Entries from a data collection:
== == ==

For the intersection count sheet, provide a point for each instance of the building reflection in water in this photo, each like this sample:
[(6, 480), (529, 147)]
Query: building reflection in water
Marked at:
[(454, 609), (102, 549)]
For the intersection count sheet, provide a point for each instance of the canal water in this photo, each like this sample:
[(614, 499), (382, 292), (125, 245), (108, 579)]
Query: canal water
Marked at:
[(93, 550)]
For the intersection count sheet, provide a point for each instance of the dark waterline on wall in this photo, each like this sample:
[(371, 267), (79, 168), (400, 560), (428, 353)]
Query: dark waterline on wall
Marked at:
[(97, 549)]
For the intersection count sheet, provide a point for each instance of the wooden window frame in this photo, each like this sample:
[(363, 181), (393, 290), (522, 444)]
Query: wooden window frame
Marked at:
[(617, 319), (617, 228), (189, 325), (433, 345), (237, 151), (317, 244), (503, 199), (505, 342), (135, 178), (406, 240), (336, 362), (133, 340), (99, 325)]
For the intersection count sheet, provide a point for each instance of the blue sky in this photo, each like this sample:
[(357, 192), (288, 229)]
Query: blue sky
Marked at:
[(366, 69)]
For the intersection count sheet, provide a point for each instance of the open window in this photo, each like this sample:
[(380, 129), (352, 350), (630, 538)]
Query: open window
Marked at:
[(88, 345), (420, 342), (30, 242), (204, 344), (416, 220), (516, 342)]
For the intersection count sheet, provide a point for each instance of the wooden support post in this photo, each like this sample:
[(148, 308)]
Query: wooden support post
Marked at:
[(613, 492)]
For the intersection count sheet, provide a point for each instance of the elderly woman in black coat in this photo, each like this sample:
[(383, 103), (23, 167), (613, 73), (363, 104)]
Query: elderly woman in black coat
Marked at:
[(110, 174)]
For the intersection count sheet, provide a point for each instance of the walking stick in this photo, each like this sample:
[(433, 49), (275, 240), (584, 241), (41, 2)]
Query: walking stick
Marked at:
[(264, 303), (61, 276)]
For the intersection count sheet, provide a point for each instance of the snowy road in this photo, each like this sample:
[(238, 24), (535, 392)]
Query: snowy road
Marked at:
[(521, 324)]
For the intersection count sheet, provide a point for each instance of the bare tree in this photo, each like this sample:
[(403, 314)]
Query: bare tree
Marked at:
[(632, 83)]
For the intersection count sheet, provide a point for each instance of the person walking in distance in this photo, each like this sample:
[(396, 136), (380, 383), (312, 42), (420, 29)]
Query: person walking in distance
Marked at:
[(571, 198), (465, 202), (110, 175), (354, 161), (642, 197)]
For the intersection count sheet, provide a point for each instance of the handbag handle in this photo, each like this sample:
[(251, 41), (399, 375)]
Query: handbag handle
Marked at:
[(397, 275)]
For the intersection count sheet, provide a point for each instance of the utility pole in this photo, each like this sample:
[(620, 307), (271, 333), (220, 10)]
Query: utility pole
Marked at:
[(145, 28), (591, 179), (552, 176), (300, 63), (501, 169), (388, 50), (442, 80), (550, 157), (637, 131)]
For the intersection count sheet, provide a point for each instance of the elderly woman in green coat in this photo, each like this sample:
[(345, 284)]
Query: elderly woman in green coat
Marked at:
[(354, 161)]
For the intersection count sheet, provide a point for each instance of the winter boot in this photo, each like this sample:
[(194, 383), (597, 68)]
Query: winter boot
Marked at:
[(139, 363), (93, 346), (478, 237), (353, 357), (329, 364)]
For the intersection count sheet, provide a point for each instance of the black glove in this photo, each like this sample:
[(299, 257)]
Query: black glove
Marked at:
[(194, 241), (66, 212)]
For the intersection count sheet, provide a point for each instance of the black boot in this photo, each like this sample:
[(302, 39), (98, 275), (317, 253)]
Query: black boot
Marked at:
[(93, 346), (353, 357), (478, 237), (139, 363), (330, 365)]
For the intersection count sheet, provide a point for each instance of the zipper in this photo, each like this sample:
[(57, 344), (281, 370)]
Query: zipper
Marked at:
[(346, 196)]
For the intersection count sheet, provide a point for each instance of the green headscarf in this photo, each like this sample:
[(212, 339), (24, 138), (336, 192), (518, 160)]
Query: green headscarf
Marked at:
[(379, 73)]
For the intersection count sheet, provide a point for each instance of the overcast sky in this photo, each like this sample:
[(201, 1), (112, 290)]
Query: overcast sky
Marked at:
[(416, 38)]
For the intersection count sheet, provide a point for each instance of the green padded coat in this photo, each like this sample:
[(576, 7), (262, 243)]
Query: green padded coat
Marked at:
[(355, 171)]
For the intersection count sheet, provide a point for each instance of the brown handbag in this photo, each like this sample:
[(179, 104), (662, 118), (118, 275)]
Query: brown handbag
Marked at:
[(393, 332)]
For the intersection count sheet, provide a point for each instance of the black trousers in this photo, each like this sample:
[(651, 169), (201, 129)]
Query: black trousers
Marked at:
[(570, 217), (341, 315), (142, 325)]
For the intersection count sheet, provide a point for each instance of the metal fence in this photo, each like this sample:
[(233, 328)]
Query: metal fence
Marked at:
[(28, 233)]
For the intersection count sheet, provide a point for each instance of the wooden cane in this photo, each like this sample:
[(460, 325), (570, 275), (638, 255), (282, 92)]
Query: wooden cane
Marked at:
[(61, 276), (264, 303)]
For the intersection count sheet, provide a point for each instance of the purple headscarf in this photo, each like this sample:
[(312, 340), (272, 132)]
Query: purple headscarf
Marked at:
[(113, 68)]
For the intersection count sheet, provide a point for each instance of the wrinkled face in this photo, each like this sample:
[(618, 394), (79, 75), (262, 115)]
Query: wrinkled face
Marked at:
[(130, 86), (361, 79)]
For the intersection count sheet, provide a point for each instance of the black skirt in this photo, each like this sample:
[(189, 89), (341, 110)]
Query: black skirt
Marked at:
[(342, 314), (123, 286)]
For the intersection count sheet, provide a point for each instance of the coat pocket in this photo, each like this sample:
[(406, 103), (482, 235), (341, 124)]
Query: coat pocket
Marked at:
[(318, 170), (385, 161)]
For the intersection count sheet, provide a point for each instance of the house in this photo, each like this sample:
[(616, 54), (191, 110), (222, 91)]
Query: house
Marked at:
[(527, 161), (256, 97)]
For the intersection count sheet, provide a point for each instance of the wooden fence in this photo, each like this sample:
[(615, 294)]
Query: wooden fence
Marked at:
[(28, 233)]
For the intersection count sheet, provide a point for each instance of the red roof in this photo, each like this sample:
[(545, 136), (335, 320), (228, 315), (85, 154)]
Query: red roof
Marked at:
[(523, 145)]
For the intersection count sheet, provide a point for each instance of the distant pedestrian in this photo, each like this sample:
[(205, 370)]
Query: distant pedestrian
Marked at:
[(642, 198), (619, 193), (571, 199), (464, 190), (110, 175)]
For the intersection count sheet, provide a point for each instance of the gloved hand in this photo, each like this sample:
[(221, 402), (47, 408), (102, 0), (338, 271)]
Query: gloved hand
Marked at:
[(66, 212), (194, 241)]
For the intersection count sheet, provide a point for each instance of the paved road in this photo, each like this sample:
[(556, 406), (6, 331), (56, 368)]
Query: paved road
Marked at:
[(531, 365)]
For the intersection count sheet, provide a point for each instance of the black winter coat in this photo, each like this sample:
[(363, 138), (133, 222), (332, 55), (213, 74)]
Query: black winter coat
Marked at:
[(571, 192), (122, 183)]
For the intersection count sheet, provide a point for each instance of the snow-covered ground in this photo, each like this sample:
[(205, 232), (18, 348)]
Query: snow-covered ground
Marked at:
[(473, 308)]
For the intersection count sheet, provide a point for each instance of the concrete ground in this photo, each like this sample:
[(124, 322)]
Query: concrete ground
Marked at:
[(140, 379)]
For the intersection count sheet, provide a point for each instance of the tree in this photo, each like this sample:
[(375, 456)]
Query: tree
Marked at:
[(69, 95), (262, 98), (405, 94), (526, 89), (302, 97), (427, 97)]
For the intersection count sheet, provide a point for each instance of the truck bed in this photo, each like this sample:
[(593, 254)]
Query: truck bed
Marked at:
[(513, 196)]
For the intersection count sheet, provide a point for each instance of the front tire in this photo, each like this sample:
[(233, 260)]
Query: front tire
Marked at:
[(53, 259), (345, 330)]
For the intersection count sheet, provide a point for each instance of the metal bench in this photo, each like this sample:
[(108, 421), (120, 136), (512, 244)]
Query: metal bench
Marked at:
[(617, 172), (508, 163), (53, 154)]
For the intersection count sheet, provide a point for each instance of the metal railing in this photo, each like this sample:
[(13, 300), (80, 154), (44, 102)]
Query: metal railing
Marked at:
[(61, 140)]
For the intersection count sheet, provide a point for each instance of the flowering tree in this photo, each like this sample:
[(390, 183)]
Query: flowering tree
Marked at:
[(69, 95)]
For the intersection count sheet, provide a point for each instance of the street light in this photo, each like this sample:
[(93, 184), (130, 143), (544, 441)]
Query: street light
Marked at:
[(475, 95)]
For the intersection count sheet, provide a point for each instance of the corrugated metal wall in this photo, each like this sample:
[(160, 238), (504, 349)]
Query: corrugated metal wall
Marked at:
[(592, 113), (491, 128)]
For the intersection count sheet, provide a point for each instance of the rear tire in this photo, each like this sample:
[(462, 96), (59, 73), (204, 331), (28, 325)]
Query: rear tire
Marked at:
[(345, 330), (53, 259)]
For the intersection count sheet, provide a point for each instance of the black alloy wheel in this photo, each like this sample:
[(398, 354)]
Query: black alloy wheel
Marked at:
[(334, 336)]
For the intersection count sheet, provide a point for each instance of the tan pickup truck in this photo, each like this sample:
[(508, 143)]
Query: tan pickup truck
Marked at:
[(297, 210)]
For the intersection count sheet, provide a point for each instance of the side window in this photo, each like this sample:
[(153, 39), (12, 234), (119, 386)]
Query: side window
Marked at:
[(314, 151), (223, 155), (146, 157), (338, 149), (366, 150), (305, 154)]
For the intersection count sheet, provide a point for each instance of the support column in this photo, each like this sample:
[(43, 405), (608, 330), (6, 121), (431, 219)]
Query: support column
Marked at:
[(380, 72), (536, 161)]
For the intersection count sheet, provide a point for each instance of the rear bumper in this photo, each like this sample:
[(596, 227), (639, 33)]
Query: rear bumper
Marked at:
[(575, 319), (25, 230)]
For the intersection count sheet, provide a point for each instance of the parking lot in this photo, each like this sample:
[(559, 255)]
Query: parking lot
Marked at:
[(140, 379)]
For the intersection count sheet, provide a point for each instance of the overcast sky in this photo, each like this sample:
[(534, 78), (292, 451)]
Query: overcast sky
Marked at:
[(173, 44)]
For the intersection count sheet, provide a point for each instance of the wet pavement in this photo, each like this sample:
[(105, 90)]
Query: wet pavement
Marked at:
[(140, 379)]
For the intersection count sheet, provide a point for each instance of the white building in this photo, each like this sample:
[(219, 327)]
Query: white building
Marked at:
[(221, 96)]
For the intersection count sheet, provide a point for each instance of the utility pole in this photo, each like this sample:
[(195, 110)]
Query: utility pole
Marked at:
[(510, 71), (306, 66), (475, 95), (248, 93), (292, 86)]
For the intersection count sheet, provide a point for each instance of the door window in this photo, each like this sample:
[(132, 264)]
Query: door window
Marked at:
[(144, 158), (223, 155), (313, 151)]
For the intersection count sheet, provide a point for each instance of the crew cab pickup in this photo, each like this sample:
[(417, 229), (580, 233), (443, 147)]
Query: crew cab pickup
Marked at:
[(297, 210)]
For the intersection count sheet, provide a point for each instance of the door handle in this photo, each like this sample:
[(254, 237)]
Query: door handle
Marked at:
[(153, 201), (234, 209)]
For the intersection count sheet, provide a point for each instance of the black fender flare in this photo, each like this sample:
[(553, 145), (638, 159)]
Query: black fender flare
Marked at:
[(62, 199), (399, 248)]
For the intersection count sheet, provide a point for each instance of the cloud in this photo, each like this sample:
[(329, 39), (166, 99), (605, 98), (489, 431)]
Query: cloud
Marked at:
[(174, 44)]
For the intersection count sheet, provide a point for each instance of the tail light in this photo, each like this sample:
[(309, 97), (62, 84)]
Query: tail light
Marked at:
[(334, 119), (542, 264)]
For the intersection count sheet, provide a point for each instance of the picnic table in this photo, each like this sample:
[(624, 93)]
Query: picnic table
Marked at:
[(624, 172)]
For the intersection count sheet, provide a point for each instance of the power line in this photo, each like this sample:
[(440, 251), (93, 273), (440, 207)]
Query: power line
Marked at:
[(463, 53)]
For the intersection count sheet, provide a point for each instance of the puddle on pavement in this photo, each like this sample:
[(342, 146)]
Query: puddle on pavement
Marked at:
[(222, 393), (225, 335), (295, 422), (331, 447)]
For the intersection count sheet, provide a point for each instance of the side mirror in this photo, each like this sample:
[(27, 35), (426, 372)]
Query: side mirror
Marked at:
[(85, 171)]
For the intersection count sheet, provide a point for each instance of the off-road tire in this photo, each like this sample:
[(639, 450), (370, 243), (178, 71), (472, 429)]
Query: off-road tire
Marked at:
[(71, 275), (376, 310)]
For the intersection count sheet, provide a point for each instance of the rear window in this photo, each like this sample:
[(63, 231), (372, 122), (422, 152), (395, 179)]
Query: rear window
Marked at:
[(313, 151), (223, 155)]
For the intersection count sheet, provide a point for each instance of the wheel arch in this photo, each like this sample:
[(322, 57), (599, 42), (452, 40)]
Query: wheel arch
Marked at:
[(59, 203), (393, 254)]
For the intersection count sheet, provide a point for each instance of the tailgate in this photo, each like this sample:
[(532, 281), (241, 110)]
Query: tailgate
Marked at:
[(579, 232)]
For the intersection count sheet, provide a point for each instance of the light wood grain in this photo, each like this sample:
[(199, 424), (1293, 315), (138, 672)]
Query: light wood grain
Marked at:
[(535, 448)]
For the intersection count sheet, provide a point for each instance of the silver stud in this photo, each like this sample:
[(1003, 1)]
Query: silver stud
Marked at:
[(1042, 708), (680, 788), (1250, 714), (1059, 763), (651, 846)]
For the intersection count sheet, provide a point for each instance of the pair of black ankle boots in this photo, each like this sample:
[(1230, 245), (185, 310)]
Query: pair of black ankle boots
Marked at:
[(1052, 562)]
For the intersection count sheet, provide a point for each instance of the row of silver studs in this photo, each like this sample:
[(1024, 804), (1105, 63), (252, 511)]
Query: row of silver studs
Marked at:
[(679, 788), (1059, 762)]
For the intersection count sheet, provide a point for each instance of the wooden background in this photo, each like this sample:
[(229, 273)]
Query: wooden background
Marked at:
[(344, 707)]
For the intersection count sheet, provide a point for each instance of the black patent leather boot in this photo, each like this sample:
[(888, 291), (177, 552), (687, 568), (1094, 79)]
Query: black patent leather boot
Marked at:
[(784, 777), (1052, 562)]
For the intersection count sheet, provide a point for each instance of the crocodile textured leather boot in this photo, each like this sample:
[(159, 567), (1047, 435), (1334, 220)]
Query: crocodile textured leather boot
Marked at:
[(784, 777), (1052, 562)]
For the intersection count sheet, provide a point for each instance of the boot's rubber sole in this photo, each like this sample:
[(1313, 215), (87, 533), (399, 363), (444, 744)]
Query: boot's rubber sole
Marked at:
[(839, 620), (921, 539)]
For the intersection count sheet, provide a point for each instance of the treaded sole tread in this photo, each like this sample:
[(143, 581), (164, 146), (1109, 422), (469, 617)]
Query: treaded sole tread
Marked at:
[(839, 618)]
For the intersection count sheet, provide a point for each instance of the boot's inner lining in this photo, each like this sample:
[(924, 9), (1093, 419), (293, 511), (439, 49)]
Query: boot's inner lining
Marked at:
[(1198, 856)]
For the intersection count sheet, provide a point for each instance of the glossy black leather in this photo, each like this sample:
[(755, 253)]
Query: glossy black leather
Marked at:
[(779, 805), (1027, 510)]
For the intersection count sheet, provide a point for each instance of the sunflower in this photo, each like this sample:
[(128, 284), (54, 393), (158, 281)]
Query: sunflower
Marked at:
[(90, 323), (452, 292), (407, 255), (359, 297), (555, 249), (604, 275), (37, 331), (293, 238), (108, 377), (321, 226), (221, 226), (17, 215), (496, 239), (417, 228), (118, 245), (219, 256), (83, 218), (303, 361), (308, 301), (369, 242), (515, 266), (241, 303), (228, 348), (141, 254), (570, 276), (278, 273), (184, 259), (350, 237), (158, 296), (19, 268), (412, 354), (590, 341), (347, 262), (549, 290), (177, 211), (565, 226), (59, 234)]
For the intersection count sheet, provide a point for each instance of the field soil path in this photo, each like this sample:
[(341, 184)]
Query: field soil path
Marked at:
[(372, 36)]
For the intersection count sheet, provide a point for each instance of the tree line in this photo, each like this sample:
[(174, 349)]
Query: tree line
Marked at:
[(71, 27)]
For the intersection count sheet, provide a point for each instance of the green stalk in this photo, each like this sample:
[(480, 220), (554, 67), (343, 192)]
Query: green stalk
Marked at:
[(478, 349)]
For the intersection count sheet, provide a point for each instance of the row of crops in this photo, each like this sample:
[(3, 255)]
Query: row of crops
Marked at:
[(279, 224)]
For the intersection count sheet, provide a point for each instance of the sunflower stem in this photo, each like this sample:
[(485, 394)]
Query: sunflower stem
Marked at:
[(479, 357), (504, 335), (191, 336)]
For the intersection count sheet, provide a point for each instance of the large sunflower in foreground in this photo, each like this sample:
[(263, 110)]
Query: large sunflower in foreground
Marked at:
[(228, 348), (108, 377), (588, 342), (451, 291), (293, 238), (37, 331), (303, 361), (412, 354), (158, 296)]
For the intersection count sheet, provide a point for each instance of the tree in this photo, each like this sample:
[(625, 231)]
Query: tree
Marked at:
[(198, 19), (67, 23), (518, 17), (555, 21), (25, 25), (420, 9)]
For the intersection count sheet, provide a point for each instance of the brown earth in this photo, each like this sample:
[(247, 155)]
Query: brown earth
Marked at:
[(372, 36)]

== == ==

● **What you are asked to do**: Reproduce every line from the one containing "of the large" through the end of the entries, requests included, scaling each coordinate in the marked answers by 0.8 and rounding to whole numbers with halves going up. Leave the coordinates in the requests and their format samples unchanged.

● **Correct output**:
For the intersection count sheet, provide a point for each instance of the large sunflower in foreground in this photo, each like this sample:
[(263, 110)]
Query: large sunflower in foreground
Marked at:
[(182, 278), (86, 302), (470, 274), (361, 233), (234, 190), (30, 265), (242, 289), (330, 283), (126, 237)]
For the intersection count sheet, provide a point for each instance of the tree in this photo, each like this sample:
[(625, 231)]
Query: tree
Marked at:
[(158, 15), (54, 18), (414, 14), (444, 17), (20, 20), (336, 7)]
For the intersection count sheet, provide a point for each instance of the brown earth in this photo, each like this sample:
[(247, 155)]
Query: brown earth
Marked at:
[(298, 29)]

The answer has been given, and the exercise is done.